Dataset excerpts
⁂
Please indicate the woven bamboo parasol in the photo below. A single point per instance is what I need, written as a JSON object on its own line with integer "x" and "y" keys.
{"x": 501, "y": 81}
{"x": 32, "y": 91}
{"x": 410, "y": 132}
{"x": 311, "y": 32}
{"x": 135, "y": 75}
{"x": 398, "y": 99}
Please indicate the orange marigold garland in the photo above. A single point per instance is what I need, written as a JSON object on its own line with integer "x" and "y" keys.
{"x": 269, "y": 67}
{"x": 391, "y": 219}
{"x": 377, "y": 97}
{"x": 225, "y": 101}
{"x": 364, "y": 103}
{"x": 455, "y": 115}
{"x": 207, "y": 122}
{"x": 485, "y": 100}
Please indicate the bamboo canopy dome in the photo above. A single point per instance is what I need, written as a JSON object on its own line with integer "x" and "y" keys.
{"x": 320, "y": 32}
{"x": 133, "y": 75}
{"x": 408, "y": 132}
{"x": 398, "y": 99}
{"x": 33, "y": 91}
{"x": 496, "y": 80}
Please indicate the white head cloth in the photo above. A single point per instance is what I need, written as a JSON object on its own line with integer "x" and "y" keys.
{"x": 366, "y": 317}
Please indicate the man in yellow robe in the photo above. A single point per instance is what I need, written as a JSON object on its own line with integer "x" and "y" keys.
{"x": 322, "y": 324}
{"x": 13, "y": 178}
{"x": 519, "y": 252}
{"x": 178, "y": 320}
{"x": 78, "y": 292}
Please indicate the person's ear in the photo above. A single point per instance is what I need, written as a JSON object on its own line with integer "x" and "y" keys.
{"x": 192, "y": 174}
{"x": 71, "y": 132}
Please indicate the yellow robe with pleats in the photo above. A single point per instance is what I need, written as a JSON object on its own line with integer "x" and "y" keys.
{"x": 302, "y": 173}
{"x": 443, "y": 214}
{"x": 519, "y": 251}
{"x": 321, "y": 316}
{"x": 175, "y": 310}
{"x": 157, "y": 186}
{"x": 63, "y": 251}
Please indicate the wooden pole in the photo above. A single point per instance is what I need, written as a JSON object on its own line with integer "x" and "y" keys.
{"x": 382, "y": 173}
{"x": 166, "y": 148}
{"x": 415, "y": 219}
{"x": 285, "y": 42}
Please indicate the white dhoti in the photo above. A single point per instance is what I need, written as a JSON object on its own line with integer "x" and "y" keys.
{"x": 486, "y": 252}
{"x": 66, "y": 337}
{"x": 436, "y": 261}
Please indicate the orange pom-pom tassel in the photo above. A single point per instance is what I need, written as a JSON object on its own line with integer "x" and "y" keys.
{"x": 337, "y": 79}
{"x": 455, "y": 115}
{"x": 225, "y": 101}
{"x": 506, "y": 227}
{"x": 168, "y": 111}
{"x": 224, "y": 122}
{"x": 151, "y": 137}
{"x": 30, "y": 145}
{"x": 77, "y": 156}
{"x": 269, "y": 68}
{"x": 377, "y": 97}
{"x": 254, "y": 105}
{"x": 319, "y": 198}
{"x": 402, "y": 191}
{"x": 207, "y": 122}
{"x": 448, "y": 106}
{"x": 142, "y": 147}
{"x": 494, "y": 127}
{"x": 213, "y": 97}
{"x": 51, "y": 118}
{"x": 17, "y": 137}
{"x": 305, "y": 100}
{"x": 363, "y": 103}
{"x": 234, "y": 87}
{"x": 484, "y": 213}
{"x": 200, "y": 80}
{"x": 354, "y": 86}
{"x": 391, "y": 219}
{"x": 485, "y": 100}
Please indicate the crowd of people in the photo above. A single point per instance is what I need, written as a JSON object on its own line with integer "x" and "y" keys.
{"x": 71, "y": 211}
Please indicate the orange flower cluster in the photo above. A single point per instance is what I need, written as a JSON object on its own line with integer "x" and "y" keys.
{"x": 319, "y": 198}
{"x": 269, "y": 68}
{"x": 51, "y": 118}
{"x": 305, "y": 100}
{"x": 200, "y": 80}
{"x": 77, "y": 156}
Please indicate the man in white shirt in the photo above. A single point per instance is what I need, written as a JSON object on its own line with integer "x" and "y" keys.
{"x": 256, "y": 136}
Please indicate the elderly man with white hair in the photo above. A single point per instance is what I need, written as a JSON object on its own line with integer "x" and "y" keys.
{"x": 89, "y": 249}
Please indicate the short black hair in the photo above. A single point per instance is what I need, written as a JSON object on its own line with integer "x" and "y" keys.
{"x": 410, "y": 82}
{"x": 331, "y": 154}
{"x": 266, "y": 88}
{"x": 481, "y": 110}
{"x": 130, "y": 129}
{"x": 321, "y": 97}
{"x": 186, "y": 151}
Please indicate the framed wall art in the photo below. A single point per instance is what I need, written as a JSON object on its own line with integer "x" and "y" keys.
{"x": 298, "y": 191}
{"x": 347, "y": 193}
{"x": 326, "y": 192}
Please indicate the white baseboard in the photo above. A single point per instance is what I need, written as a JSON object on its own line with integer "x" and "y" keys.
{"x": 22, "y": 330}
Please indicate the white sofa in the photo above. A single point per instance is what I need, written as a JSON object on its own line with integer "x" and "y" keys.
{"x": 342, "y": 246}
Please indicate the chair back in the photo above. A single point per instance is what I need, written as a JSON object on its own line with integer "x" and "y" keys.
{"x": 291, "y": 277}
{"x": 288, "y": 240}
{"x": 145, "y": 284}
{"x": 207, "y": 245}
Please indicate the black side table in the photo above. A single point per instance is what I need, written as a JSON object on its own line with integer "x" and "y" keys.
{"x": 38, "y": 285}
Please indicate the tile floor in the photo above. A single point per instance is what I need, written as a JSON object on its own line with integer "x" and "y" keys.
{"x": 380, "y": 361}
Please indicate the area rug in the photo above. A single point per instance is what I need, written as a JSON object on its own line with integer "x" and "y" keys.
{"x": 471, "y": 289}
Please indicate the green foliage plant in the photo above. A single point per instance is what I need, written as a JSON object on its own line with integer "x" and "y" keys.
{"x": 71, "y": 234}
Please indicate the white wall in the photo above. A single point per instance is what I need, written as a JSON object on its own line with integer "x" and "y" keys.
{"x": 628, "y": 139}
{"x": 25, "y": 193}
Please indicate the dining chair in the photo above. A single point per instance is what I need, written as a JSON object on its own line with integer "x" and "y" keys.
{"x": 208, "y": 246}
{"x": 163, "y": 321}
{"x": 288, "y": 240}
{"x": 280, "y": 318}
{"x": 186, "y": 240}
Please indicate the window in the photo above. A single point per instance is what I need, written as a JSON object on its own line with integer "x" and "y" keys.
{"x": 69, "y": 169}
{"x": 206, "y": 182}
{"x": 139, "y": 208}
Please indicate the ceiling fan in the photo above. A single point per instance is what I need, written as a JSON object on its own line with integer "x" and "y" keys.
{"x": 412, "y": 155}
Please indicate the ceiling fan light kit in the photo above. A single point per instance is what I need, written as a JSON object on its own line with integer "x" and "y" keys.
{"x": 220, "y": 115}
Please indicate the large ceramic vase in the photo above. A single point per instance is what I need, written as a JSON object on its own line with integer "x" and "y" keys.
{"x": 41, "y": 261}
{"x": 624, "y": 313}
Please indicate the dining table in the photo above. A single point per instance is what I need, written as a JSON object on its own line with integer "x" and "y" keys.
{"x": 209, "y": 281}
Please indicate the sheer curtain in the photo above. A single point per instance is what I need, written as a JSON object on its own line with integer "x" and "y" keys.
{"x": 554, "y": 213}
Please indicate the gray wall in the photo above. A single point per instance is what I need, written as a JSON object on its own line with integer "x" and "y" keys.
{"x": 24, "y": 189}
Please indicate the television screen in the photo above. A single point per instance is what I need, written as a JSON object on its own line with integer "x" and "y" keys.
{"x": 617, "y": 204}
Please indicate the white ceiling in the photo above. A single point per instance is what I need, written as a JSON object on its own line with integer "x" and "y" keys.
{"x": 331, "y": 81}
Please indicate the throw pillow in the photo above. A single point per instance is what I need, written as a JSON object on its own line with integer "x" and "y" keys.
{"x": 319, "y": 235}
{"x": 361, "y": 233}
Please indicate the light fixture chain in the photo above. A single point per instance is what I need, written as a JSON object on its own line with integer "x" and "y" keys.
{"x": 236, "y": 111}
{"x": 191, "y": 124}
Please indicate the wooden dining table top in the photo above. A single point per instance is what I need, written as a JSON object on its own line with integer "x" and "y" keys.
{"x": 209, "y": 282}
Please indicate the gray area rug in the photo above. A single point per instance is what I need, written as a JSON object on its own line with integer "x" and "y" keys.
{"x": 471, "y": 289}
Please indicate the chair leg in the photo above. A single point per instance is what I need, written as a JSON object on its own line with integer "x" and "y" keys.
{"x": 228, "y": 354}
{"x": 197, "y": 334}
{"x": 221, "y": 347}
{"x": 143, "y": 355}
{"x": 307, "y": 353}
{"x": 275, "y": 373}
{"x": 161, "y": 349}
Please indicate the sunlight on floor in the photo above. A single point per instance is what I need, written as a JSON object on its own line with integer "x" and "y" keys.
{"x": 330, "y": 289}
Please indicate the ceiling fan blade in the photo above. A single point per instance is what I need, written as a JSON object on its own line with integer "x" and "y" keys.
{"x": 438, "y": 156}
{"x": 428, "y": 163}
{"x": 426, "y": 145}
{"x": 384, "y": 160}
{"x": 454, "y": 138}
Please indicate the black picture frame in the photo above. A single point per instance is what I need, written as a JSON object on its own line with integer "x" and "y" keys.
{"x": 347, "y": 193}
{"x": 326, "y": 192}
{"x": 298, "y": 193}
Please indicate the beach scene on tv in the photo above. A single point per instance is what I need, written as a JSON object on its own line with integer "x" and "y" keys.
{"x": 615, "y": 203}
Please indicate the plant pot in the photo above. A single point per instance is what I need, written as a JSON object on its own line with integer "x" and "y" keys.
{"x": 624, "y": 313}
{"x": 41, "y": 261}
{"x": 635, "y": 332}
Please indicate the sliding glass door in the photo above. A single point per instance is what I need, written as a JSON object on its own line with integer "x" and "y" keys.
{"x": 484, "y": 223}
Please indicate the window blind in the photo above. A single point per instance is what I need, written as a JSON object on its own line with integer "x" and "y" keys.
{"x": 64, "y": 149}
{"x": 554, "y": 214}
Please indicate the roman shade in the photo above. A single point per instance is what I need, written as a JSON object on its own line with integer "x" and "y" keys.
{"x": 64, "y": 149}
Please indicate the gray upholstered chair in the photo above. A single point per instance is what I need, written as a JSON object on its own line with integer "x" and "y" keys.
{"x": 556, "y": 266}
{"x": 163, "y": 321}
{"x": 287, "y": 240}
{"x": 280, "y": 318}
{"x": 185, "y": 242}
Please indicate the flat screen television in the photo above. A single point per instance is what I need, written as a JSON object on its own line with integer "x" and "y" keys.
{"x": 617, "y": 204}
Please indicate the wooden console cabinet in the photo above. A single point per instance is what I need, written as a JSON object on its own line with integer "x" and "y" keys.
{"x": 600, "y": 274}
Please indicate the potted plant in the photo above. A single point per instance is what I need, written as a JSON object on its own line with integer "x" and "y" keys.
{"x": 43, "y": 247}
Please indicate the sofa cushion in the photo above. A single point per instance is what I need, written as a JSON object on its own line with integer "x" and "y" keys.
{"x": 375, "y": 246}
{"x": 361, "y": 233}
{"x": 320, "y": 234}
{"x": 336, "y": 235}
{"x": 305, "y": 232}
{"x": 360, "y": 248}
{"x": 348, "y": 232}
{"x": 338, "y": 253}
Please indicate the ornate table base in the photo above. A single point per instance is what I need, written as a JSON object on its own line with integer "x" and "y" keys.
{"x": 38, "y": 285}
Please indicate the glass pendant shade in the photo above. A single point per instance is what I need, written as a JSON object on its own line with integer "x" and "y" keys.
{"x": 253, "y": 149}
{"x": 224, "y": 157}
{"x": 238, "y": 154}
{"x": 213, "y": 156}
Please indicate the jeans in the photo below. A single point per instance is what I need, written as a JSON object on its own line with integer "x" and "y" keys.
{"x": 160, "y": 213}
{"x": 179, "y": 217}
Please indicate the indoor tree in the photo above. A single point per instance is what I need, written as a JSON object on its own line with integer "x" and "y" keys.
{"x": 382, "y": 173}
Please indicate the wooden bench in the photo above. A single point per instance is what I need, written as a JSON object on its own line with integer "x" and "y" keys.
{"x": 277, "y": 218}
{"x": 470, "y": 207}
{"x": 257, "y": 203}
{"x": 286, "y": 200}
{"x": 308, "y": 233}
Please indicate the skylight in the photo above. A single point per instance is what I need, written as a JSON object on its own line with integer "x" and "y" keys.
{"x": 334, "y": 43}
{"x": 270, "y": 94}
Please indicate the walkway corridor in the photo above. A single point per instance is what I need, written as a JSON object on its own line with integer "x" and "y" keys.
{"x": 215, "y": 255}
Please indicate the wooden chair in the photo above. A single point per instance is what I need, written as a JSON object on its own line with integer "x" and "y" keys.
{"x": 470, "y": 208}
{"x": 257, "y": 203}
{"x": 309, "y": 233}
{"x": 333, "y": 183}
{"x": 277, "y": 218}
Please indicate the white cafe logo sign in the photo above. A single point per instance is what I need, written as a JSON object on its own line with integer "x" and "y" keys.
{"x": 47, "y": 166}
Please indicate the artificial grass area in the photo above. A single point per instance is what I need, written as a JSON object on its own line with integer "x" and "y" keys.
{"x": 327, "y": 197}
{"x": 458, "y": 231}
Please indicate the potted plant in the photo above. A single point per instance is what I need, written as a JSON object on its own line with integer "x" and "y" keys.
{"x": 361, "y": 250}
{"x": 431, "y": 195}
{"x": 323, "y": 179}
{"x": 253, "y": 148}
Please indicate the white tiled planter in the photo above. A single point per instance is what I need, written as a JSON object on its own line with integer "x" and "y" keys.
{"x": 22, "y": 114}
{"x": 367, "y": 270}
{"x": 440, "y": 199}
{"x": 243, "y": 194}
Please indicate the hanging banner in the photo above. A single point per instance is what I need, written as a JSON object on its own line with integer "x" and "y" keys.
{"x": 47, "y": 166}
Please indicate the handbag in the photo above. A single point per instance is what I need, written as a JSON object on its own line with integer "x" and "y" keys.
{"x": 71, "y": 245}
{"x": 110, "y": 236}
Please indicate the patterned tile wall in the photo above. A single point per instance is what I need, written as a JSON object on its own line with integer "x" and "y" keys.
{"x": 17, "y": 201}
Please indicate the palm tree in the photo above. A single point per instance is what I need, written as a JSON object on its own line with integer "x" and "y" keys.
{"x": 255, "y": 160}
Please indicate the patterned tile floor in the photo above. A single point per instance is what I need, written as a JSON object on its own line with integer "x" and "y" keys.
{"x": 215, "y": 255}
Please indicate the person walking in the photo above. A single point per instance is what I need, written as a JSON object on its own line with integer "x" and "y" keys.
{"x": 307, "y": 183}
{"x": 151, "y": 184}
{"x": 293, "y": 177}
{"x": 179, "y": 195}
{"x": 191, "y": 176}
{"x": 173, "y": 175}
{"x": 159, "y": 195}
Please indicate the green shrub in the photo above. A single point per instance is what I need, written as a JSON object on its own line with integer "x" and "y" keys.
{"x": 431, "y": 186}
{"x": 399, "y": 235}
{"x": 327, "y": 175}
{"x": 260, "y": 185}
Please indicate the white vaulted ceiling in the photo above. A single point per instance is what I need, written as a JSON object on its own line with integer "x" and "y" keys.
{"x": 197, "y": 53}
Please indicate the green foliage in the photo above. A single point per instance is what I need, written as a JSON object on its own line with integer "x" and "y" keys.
⁂
**About this task**: Set down the lines from the one with "Please indicate the patterned tile wall" through the end of the data above. Keep each exactly as written and add no other line.

**Answer section**:
Please indicate the patterned tile wall in the photo above. A single point per instance is what I need, written as a JSON object on its own line with integer "x" and "y" keys.
{"x": 17, "y": 201}
Please indicate the palm tree in the photo above. A single point per instance is what I need, written as a JSON object on its own line with integer "x" and "y" keys.
{"x": 255, "y": 160}
Please indicate the patterned tile floor in the photo above. A single point per instance is what I need, written as a JSON object on its own line with integer "x" and "y" keys.
{"x": 215, "y": 255}
Please indicate the person walking in the photo above. A single point per instance is what I need, written as a JSON object on its own line with integer "x" and "y" keys.
{"x": 307, "y": 183}
{"x": 151, "y": 184}
{"x": 293, "y": 177}
{"x": 179, "y": 195}
{"x": 191, "y": 176}
{"x": 173, "y": 175}
{"x": 159, "y": 195}
Please indicate the green shrub in the photo above. A single point per instance is what I need, written as a JSON object on its own line with integer "x" and "y" keys.
{"x": 431, "y": 186}
{"x": 399, "y": 235}
{"x": 327, "y": 175}
{"x": 260, "y": 185}
Please indicate the white vaulted ceiling in the photo above. A single point per instance is what I need, written as a JSON object on its own line with integer "x" and "y" keys.
{"x": 197, "y": 53}
Please indicate the green foliage in the photo above. A single point per instance is what I need, written as a JSON object on its own line with integer "x" and "y" keys.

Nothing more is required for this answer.